• Data lines
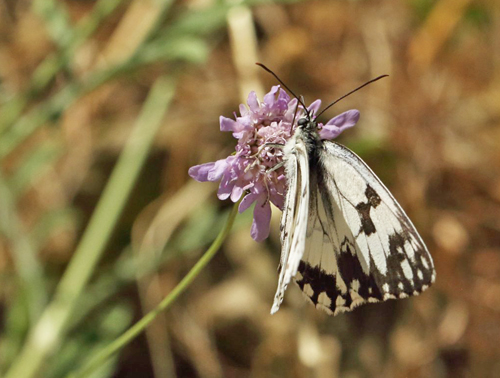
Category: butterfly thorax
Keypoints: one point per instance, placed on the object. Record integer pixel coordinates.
(307, 131)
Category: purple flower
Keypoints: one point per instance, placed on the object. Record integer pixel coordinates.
(249, 171)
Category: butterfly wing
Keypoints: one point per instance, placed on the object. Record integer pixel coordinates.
(360, 245)
(295, 213)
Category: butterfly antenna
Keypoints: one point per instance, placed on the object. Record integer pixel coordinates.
(351, 92)
(286, 87)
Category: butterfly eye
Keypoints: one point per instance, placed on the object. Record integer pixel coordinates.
(302, 122)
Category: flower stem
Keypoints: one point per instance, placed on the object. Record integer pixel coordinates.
(138, 327)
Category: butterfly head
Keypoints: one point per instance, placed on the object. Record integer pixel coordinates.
(307, 123)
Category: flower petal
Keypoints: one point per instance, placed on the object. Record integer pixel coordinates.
(336, 125)
(236, 193)
(228, 124)
(200, 172)
(246, 202)
(270, 97)
(252, 101)
(220, 166)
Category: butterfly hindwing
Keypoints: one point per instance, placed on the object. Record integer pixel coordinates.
(360, 246)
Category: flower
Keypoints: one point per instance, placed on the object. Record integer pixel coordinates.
(250, 171)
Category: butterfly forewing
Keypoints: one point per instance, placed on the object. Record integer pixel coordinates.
(359, 245)
(294, 218)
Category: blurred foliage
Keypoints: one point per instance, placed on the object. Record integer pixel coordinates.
(104, 105)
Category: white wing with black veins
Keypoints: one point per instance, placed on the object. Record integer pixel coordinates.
(359, 246)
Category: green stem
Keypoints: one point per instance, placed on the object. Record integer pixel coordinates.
(48, 333)
(138, 327)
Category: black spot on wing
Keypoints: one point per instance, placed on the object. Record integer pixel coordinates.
(372, 200)
(323, 282)
(421, 275)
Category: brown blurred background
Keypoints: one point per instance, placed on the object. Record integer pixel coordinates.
(74, 80)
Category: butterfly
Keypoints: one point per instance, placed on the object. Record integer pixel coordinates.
(345, 240)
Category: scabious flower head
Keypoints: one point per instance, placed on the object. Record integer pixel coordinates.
(250, 172)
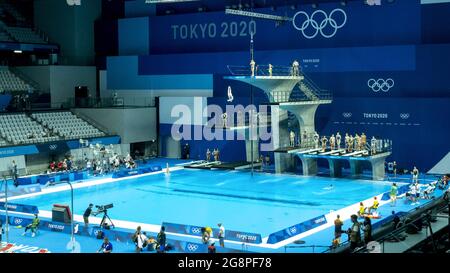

• Job
Starting at the line containing "Category: blurred foliage" and ending at the end of the data, write those lines again with "pixel coordinates" changed to "image coordinates" and everything else left as it is. Omit the pictures.

• Finished task
Category: blurred foliage
Keypoints: one point per instance, placed on the object. Record integer image coordinates.
(104, 105)
Category: white wing with black veins
Keypoints: one point per instance, placed on the object. Record integer image coordinates.
(359, 246)
Category: green stem
Keypoints: one point per instance, placed on the object. Record integer image coordinates.
(48, 333)
(138, 327)
Category: black spot on wing
Keypoints: one point per instance, placed on the object. Record integer image coordinates.
(372, 200)
(323, 282)
(421, 275)
Category: brown blurred background
Keypoints: one point per instance, placed on the object. Record integer image coordinates.
(74, 80)
Category: butterfly
Keypoints: one point per instance, placed on the object. Record integer image coordinates.
(345, 240)
Category: scabious flower head
Keypoints: one point per instance, placed on the object. Record integer image coordinates.
(250, 172)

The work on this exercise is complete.